WHAT TO WORK ON. Your task is to print the material below exactly as presented.

[Object pointing dataset rows]
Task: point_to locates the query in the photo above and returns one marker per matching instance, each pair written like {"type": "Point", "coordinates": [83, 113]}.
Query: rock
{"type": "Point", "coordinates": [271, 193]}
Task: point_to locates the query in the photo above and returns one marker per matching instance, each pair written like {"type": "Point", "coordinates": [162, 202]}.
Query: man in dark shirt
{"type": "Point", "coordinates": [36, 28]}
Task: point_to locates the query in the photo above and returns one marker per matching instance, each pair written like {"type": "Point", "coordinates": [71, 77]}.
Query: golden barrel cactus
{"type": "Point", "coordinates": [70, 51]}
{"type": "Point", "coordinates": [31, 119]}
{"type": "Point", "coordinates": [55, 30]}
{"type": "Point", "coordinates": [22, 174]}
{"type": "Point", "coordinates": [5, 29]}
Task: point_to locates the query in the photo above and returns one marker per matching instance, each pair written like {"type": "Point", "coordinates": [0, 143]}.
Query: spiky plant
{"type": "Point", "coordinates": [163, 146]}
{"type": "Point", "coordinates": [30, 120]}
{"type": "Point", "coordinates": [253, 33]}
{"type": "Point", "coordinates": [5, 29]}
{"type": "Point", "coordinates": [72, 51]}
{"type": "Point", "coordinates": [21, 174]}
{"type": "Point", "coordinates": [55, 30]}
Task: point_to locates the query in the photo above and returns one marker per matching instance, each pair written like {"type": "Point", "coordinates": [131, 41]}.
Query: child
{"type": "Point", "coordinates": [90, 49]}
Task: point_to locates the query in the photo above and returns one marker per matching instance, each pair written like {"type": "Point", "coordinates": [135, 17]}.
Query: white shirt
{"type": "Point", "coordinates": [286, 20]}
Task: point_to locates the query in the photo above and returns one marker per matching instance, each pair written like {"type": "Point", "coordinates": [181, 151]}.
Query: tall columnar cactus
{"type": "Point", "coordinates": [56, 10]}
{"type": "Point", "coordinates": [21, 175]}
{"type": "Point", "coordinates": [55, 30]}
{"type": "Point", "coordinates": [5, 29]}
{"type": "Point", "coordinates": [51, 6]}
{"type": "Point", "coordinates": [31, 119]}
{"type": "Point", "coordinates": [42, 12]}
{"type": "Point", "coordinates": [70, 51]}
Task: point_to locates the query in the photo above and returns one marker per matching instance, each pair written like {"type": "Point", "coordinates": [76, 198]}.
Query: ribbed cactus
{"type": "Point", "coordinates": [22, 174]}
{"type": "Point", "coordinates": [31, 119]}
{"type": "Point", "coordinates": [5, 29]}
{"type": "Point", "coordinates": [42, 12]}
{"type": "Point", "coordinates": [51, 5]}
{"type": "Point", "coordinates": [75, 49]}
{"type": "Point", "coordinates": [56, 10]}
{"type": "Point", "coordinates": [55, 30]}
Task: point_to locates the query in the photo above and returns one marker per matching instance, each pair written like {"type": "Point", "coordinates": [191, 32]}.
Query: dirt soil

SOLUTION TO THE EXERCISE.
Task: point_to locates the query in the photo above and returns one marker per matching instance, each pair written like {"type": "Point", "coordinates": [83, 113]}.
Query: rock
{"type": "Point", "coordinates": [271, 193]}
Task: point_to locates the query in the photo above and returns one marker per matching instance, each pair written like {"type": "Point", "coordinates": [162, 202]}.
Query: man in dark shirt
{"type": "Point", "coordinates": [36, 28]}
Task: point_to locates the query in the photo above and returns one marker per matching instance, each pair written like {"type": "Point", "coordinates": [71, 77]}.
Query: golden barrel cactus
{"type": "Point", "coordinates": [70, 51]}
{"type": "Point", "coordinates": [31, 119]}
{"type": "Point", "coordinates": [55, 30]}
{"type": "Point", "coordinates": [22, 174]}
{"type": "Point", "coordinates": [5, 29]}
Task: point_to locates the query in the photo above and returns one marker per matching instance, each pair written like {"type": "Point", "coordinates": [0, 143]}.
Query: spiky plant
{"type": "Point", "coordinates": [163, 146]}
{"type": "Point", "coordinates": [30, 120]}
{"type": "Point", "coordinates": [253, 33]}
{"type": "Point", "coordinates": [5, 29]}
{"type": "Point", "coordinates": [72, 51]}
{"type": "Point", "coordinates": [21, 174]}
{"type": "Point", "coordinates": [55, 30]}
Task: point_to locates the query in the photo above and returns one marker per matching instance, each pair written like {"type": "Point", "coordinates": [131, 41]}.
Query: child
{"type": "Point", "coordinates": [90, 49]}
Task: point_to locates the query in the photo above and returns one marker per matching instance, each pair written like {"type": "Point", "coordinates": [135, 17]}.
Query: white shirt
{"type": "Point", "coordinates": [286, 20]}
Task: point_to locates the query in the photo above and returns one marker per matching instance, each pair written like {"type": "Point", "coordinates": [181, 151]}.
Query: tall columnar cactus
{"type": "Point", "coordinates": [56, 10]}
{"type": "Point", "coordinates": [21, 175]}
{"type": "Point", "coordinates": [55, 30]}
{"type": "Point", "coordinates": [5, 29]}
{"type": "Point", "coordinates": [51, 6]}
{"type": "Point", "coordinates": [31, 119]}
{"type": "Point", "coordinates": [42, 12]}
{"type": "Point", "coordinates": [70, 51]}
Task: point_to locates the query in the photo above and returns one marker per matching instance, each pair written like {"type": "Point", "coordinates": [76, 198]}.
Query: ribbed cactus
{"type": "Point", "coordinates": [22, 174]}
{"type": "Point", "coordinates": [31, 119]}
{"type": "Point", "coordinates": [5, 29]}
{"type": "Point", "coordinates": [42, 12]}
{"type": "Point", "coordinates": [51, 5]}
{"type": "Point", "coordinates": [75, 49]}
{"type": "Point", "coordinates": [56, 10]}
{"type": "Point", "coordinates": [55, 30]}
Task: point_to locates the query in the photo above and returns one marker per matching instance, each pair written like {"type": "Point", "coordinates": [191, 32]}.
Query: dirt soil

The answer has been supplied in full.